__Supplied records__.
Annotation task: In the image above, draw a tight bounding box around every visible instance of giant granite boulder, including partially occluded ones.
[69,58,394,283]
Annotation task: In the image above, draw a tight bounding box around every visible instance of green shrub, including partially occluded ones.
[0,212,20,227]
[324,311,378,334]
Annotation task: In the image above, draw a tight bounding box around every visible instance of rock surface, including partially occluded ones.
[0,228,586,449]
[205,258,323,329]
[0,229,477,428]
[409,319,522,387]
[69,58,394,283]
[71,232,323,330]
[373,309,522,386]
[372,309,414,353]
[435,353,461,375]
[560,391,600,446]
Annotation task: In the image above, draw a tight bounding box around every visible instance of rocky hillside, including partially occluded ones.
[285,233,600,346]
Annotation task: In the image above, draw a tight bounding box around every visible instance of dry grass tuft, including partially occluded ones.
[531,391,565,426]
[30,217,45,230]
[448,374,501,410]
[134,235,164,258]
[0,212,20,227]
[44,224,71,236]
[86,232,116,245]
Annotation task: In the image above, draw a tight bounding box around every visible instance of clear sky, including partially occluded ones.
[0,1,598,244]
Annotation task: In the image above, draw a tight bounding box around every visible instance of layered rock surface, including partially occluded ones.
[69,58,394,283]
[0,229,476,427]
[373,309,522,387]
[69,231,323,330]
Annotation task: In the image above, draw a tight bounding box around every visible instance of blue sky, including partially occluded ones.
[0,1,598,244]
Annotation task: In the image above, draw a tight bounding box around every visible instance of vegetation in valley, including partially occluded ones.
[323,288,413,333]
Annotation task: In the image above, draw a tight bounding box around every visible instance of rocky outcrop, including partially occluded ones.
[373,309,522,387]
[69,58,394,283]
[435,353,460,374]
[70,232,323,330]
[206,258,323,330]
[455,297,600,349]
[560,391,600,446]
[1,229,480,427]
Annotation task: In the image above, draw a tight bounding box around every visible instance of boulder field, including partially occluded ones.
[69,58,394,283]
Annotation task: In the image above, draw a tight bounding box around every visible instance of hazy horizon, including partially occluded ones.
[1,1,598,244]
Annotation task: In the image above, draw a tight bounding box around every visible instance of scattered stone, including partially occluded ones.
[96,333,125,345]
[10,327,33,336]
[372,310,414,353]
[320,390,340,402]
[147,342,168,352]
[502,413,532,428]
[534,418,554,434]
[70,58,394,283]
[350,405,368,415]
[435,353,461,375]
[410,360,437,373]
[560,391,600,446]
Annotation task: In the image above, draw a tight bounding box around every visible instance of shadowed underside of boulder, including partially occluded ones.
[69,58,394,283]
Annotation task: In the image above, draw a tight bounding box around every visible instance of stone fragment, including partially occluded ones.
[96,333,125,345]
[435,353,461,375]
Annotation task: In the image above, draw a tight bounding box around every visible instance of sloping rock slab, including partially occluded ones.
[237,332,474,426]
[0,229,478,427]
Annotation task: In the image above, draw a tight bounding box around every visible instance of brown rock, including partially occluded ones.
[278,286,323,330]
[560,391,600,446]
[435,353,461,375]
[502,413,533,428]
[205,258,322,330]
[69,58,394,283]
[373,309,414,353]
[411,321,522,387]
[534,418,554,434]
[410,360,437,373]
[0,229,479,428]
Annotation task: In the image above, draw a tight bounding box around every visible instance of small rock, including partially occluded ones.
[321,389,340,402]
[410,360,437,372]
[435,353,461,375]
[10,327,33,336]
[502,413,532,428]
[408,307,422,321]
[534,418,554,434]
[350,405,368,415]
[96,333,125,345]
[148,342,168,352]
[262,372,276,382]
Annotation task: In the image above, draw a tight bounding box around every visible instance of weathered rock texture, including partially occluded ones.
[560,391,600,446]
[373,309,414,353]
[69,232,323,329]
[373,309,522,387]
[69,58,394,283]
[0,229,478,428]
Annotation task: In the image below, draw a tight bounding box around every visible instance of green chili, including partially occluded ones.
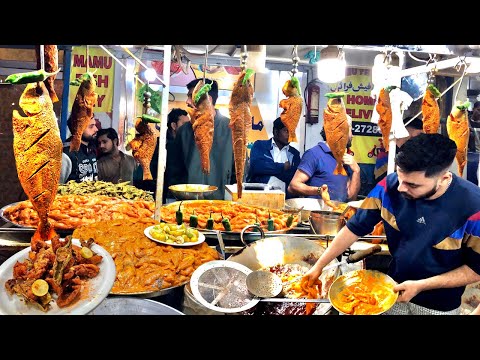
[221,213,232,232]
[290,76,301,96]
[457,101,471,111]
[267,212,275,231]
[189,209,198,228]
[194,82,212,105]
[325,92,346,98]
[253,216,261,232]
[175,201,184,225]
[69,71,95,86]
[6,68,61,85]
[137,114,161,123]
[206,211,214,230]
[242,69,255,85]
[385,85,398,93]
[286,214,294,228]
[427,84,441,98]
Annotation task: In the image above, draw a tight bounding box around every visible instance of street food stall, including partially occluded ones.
[0,44,479,315]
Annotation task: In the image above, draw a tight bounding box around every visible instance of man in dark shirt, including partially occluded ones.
[63,115,98,182]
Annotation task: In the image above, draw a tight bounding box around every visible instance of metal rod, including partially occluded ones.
[120,46,166,87]
[99,45,145,85]
[39,45,44,70]
[60,47,72,142]
[86,45,89,73]
[203,45,208,83]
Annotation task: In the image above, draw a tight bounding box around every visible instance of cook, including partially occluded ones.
[305,133,480,315]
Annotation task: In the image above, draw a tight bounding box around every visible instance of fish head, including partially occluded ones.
[231,70,254,103]
[18,82,49,117]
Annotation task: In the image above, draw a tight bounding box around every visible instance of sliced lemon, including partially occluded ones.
[32,279,49,297]
[81,247,93,259]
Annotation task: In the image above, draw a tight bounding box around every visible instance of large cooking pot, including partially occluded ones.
[225,225,341,315]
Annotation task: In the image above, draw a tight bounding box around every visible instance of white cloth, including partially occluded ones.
[267,141,289,191]
[389,88,413,140]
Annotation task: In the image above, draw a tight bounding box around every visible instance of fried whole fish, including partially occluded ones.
[323,93,349,176]
[128,119,159,180]
[376,88,393,152]
[279,76,303,143]
[186,80,215,174]
[229,69,254,199]
[422,84,441,134]
[69,72,98,152]
[447,101,470,177]
[36,45,59,103]
[12,82,63,249]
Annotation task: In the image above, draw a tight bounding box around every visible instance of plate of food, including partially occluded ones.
[0,238,116,315]
[144,224,206,247]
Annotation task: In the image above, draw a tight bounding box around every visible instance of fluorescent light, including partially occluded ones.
[317,46,346,84]
[246,45,267,73]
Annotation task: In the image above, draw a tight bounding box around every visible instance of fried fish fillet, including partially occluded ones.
[128,119,159,180]
[323,95,349,176]
[229,70,254,199]
[279,77,303,143]
[447,103,470,177]
[422,84,441,134]
[12,82,63,248]
[376,88,393,152]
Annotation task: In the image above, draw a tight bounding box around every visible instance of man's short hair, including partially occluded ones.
[474,101,480,109]
[97,127,119,143]
[403,116,423,130]
[273,117,285,131]
[186,78,219,105]
[167,108,188,129]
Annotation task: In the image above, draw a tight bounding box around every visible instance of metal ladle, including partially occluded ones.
[246,244,382,299]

__Task__. Transcribe the listing above in full and exactly; no pictures belong in the copy.

__Written answer__.
Annotation task: In the image above, draw a tight bounding box around every visible instance of giant granite boulder, including partially occluded ones.
[69,58,394,283]
Annotation task: In the image above, draw a tight bounding box around every visible instance of green shrub, including partially occluded ones.
[0,212,20,227]
[324,311,378,334]
Annotation task: In the image above, draw a tight bounding box around every visible instance of rock surface, including partially occluded ones.
[0,228,586,449]
[205,258,323,329]
[0,229,477,428]
[409,319,522,387]
[69,58,394,283]
[71,232,323,330]
[373,309,522,386]
[372,309,414,353]
[435,353,461,375]
[560,391,600,446]
Annotation task: In the image above, draw a tight bounding box around every visible instance of rocky hillside, including partially occluded ones.
[285,233,600,346]
Annotation task: In the image above, draw a tight bounding box around every visible instance of dry grass tuft, including partially occluded ones.
[531,391,565,426]
[30,217,45,230]
[448,374,501,410]
[134,235,164,258]
[0,212,20,227]
[44,224,71,236]
[86,232,116,245]
Annotation task: In the image above, draw a tight bounding box around every visible instance of clear sky, including partially occluded ones.
[0,1,598,244]
Annotation task: In the image above, draw a tight bounding box around every visible instance of layered rock surface, including partially occluded ones.
[69,58,394,283]
[0,229,476,427]
[373,309,522,387]
[69,231,323,330]
Annotation task: In the image above, draw a tight bounding box around every visible instance of blue sky, including partially occluded ones.
[0,1,598,244]
Annotation task: In the image above, draw a tight bounding box around every visible instance of vegetation in valley, including partially occluded ones.
[323,288,413,333]
Annotation task: In the image above, draw a tight bounding box around every visible instance of rocky outcrop, including partially occluded ones.
[373,309,522,387]
[69,58,394,283]
[435,353,460,374]
[70,232,323,330]
[206,258,323,330]
[455,297,600,349]
[560,391,600,446]
[1,229,480,427]
Annotation task: In the image above, draw a tight bounding box around every visible instance of boulder field, including partially occluded ones.
[69,58,394,283]
Annotation task: In the image above, draw a tight bounding box around every visible instance of hazy horizon, including partially occluded ones.
[1,1,598,244]
Annotation task: In the image above, draw a tight bounding box around every visible instance of scattered stone, including partially occluded ones.
[96,333,125,345]
[10,327,33,336]
[372,310,414,353]
[320,390,340,402]
[147,342,168,352]
[502,413,532,428]
[534,418,554,434]
[70,58,394,283]
[350,405,368,415]
[435,353,461,375]
[410,360,437,373]
[560,391,600,446]
Annotation task: In the image above, draw a tight bounding box around every visible instance of shadowed underside of boulder, including partially occluded ones.
[69,58,394,283]
Annotation task: In the image above, draw a tight bounding box around every visible instance of stone fragment, including partially occluded ones.
[96,333,125,345]
[435,353,461,375]
Annotation task: In the image above, draw a tight bounding box around every visible instance of sloping rock slab, including partially occluded ones.
[237,332,474,426]
[0,229,478,427]
Annotation task: In the image above, draw a tight bounding box around every visible instance of brown rock, including partially occluded ones.
[278,286,323,330]
[560,391,600,446]
[435,353,461,375]
[502,413,533,428]
[205,258,322,330]
[69,58,394,283]
[373,309,414,353]
[411,321,522,387]
[534,418,554,434]
[410,360,437,373]
[0,229,479,428]
Annotation task: In the image above, draw a tight bounding box around every visible instance of small rock, including partially occluded ones.
[321,389,340,402]
[410,360,437,372]
[435,353,461,375]
[10,327,33,336]
[502,413,532,428]
[408,307,422,321]
[534,418,554,434]
[350,405,368,415]
[96,333,125,345]
[148,342,168,352]
[262,372,276,382]
Annotation task: In the image above, draw a tight bounding box around every visible instance of weathered rock texture, including partially occluded ones.
[560,391,600,446]
[373,309,414,353]
[69,232,323,329]
[373,309,522,387]
[69,58,394,283]
[0,229,478,428]
Annotation task: In the image below, draw a tight bounding box around every visible instance of green chili, including partially occluded ones.
[221,213,232,232]
[290,76,301,96]
[457,101,471,111]
[267,212,275,231]
[189,209,198,228]
[194,82,212,105]
[325,92,346,98]
[253,216,261,232]
[175,201,184,225]
[69,71,95,86]
[6,68,61,85]
[137,114,161,123]
[206,211,214,230]
[242,69,255,85]
[385,85,398,93]
[286,214,294,228]
[427,84,441,98]
Annotation task: In the image above, draw a tight bounding box around every visible instance of street food stall, including partially occluded ones.
[0,44,479,315]
Annotation task: In the image above, draw a tight bounding box around every visible instance of man in dark shirt, including partially occluded ones.
[63,115,98,182]
Annotation task: In the image above, draw a tight bounding box around every visible instance of metal rod, including partially occluded ones.
[120,46,166,87]
[99,45,145,85]
[39,45,44,70]
[60,47,72,142]
[86,45,89,73]
[203,45,208,83]
Annotation task: In the image above, draw a tight bounding box around every visible instance of cook, including partially occluded ones.
[305,133,480,315]
Annotation task: In the image above, draw a tight bounding box around every visible instance of fish head, including partially occluded ones.
[231,70,254,103]
[18,82,49,117]
Annotation task: In the image above, draw a tight bounding box around every visible instance of sliced lemon, including partially occluded ones.
[32,279,49,297]
[81,247,93,259]
Annotation task: In the image above, draw a tight bounding box around every visible instance of large cooking pot, including partially occluded ones.
[225,225,341,315]
Annotation task: In the image above, draw a tight bounding box around every visible instance of white cloth, including partially occluded ones.
[267,141,289,191]
[389,88,413,140]
Annotation task: In the image above, draw a tight bounding box around every visible instance of fried whole fish, including partially occluded ones.
[323,93,349,176]
[128,119,159,180]
[376,88,393,152]
[279,76,303,143]
[186,80,215,174]
[229,69,254,199]
[422,84,441,134]
[69,72,98,152]
[447,101,470,177]
[36,45,59,103]
[12,82,63,249]
Annotation task: In the image above, draw a tight bounding box around every visible instance of plate of food, including partially occluded ones.
[0,238,116,315]
[144,224,206,247]
Annotation task: In the image above, draw a tight bounding box around every visible instance of fluorescent light, including partially occluded ones.
[317,46,346,84]
[246,45,267,73]
Annotation task: In the image above, draw a tight bounding box around every visible instance of fried fish fillet, including partially occluded ones.
[128,119,159,180]
[323,95,349,176]
[229,70,254,199]
[279,77,303,143]
[447,103,470,177]
[422,84,441,134]
[12,82,63,248]
[376,88,393,152]
Annotation task: In the image above, draw a tight bounding box around every visible instance of man's short hair, including partially occluded ones.
[474,101,480,109]
[97,127,119,143]
[403,116,423,130]
[273,117,285,131]
[186,78,219,105]
[167,108,188,129]
Annotation task: In the image above, draw a tight bounding box around every visible instance of metal ladle, including partially occluded ones.
[246,244,382,299]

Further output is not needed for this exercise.